- Problem
Leaving out every picture, quote the data below exactly as it appears.

++++ Data supplied ++++

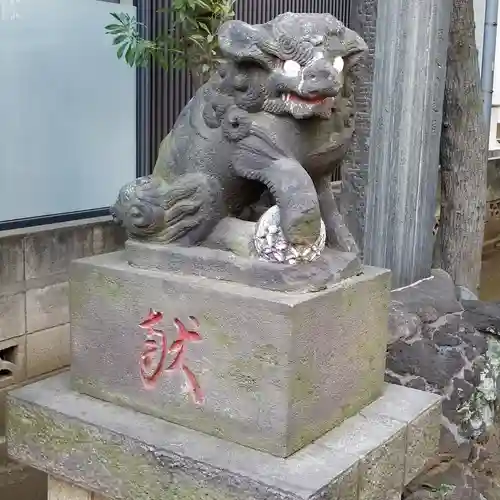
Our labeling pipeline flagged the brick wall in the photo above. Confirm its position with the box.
[0,218,124,500]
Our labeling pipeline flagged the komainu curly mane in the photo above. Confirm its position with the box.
[114,13,367,251]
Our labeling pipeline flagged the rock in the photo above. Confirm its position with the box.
[392,269,463,317]
[462,300,500,336]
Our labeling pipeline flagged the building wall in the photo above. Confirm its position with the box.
[0,217,124,500]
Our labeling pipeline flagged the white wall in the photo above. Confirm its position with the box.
[0,0,136,221]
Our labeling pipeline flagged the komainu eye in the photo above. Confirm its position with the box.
[283,59,300,77]
[333,57,344,73]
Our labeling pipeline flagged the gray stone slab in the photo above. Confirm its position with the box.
[70,252,389,456]
[0,237,24,291]
[361,384,442,484]
[0,293,26,341]
[364,0,452,288]
[7,374,440,500]
[125,240,362,292]
[26,282,69,333]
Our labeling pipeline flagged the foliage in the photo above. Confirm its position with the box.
[105,0,235,79]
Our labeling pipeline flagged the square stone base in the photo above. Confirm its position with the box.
[8,374,441,500]
[70,252,390,457]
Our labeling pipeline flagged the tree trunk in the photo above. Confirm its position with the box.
[439,0,488,292]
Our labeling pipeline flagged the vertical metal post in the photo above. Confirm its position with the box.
[481,0,498,143]
[364,0,451,288]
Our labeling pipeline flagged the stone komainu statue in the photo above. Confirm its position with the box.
[113,13,367,262]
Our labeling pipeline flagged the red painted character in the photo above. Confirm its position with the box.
[139,309,204,404]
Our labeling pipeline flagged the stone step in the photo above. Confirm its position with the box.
[8,374,441,500]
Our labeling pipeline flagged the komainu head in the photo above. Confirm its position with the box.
[219,13,367,119]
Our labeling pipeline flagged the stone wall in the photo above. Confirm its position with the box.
[0,217,124,500]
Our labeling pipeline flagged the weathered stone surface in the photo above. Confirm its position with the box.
[0,293,26,341]
[92,221,126,255]
[125,241,362,292]
[0,436,7,467]
[71,253,389,456]
[26,282,69,333]
[8,375,444,500]
[47,476,94,500]
[386,271,500,457]
[0,460,47,500]
[0,236,24,291]
[25,226,93,279]
[0,337,26,390]
[361,385,442,484]
[113,12,368,260]
[26,323,71,378]
[320,410,406,500]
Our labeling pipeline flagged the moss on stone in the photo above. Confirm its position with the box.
[9,403,238,500]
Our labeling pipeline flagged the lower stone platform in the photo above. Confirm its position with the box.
[8,374,441,500]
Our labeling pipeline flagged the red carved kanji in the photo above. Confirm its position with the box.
[139,309,204,404]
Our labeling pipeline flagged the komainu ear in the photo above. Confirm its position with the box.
[343,28,368,69]
[218,21,271,67]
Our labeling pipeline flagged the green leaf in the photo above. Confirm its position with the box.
[125,45,135,66]
[116,43,127,59]
[113,35,128,45]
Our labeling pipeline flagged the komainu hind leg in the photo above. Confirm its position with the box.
[112,173,226,246]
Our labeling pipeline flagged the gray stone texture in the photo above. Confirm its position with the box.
[0,218,124,500]
[125,241,361,292]
[113,12,367,253]
[0,237,24,287]
[364,0,451,287]
[386,270,500,458]
[8,375,439,500]
[0,337,26,389]
[71,252,389,456]
[26,282,69,333]
[0,293,26,341]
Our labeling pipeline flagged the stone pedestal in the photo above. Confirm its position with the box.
[71,249,389,457]
[8,374,440,500]
[8,247,440,500]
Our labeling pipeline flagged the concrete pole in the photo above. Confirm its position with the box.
[481,0,498,140]
[364,0,452,288]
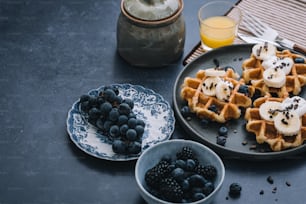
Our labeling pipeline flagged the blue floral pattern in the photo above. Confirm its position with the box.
[67,84,175,161]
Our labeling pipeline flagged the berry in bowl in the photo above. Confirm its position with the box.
[135,139,225,204]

++++

- Answer to this exercise
Our labeling pipeline flagged the brick wall in the photo above. Confirm its position with the box.
[0,218,124,500]
Our labeling pipeline flagged the komainu curly mane in the photo above. Confirm its position with the box.
[114,13,367,251]
Our labeling pipeline flagged the rock in the photo above. Confirm its position with the box.
[392,269,463,317]
[462,300,500,336]
Our labeling pipeline flagged the building wall in the photo above. Confirm its position with the box.
[0,217,124,500]
Our labeling pipeline flagged the white wall in the photo above. Confirm its position with the box.
[0,0,136,221]
Our labeling pipeline flagged the komainu eye in the photo above. Confirm its position with the box.
[283,59,300,77]
[333,57,344,73]
Our labeling pipeline flagged the gray stone slab in the photo above. Confirm its position with the box.
[70,252,389,456]
[0,237,24,291]
[361,384,442,484]
[0,293,26,341]
[364,0,452,288]
[7,374,440,500]
[125,240,362,292]
[26,282,69,333]
Our labeling pipeline flagged the foliage in the photo above. Confirm its position with the box.
[105,0,235,79]
Our labeling pipeline flagged the square stone base in the photo above. Confirm its position with the box.
[8,374,441,500]
[70,252,390,457]
Our labeling pipeline flagged the tree trunk in the photo above. Confirm its position with the box.
[439,0,488,292]
Our labeling pipeline flagged the vertical metal post in the photo above. Confirm its position with the box.
[481,0,498,143]
[364,0,451,288]
Our labeling pipeline flagged the stone komainu statue in the photo above. Confirm its position with the box.
[113,13,367,262]
Our labeling pipeline flagged the red painted character in the photo above. Confirm its position with the box.
[139,309,204,404]
Our labeling pipeline flagged the stone step in the photo above. Confirm its position with the box.
[8,374,441,500]
Our labeling pipeline flagged the komainu head in the photo above. Confirm its position with the box.
[219,13,367,119]
Our labeling pipeline flagged the stone wall in the photo above. Confirm its position with the box.
[0,217,124,500]
Our labeling pipeline flagged the weathered stone surface in the photo above. Confirm its position with the box.
[0,293,26,341]
[92,221,126,255]
[125,241,362,292]
[0,436,7,467]
[71,253,389,456]
[26,282,69,333]
[8,375,444,500]
[47,476,94,500]
[386,271,500,457]
[0,460,47,500]
[0,236,24,291]
[25,226,93,279]
[0,337,26,390]
[361,385,442,484]
[113,12,368,260]
[26,323,71,378]
[320,410,406,500]
Our labeling pipeline flagged the moss on stone in the photo above. Confirm its position with the box.
[9,403,238,500]
Our labeling pipeline flagged the lower stone platform in the photo above. Confirm its position with the box.
[8,374,441,500]
Our labeling pipeline flagged the red carved kanji in the photo above. Confirm its position with the box.
[139,309,204,404]
Our labeling pipeline flagged the komainu ear in the photo above. Confirm its position with the box.
[343,28,368,69]
[218,21,271,67]
Our labeling pipeline flagged the green leaf in the photo above. Confirm its position with the box.
[125,45,135,66]
[116,43,127,59]
[113,35,128,45]
Our labeling pipeline flagged the komainu hind leg in the photo above. Confirm its position with the box.
[112,173,226,246]
Our labeling pipeline flagged the gray stone texture in the photo above. Confirm its position with the box.
[0,218,124,500]
[125,241,361,292]
[113,12,367,253]
[0,237,24,287]
[364,0,451,287]
[386,270,500,458]
[8,375,439,500]
[0,337,26,389]
[71,252,389,456]
[26,282,69,333]
[0,293,26,341]
Our labeling pipeline flagged the stone pedestal in the photo above. Confirm its position with the box.
[71,249,389,457]
[8,374,440,500]
[8,247,440,500]
Our labeling pipeline flagged the concrete pole in the photo above. Confirm its position with the box.
[481,0,498,140]
[364,0,452,288]
Our labeling pipeline flagged the blue floral pattern in the photo above. Confirm its position with the box.
[67,84,175,161]
Our labeling pipeline flagged the berry in bowl in the photo above. Confirm its position with the box.
[135,139,225,204]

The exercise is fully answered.